◆ **Information supplied**:
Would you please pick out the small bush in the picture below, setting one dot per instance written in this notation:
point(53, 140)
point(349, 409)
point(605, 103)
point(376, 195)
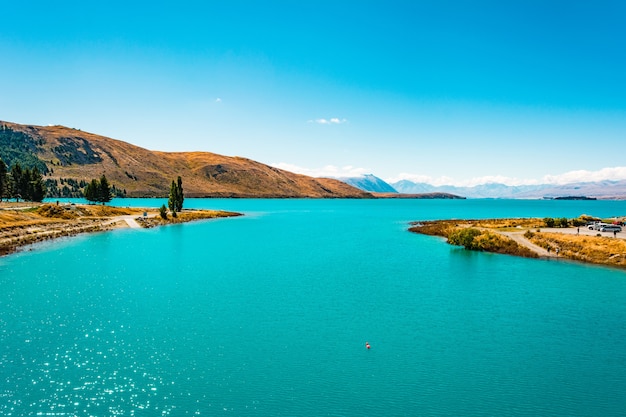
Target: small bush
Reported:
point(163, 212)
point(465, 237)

...

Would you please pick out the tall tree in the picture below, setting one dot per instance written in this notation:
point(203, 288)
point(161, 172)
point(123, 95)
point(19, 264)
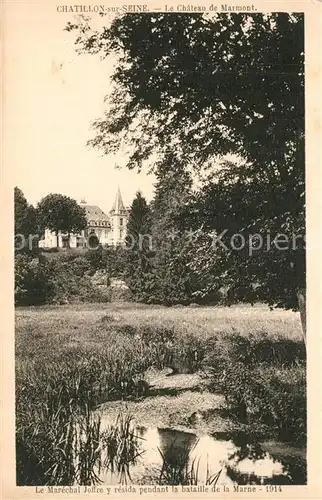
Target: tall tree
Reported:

◆ **What is being asked**:
Copy the material again, starting with the line containing "Would you please pick out the small" and going on through the line containing "point(465, 237)", with "small bush" swapped for "low shrub" throughout and nothing else changed. Omit the pictures.

◆ **Output for this task**:
Would you please pick out the low shrub in the picture below, setting one dot per instance written in this notation:
point(53, 140)
point(349, 409)
point(605, 103)
point(376, 195)
Target: low shrub
Reported:
point(163, 212)
point(465, 237)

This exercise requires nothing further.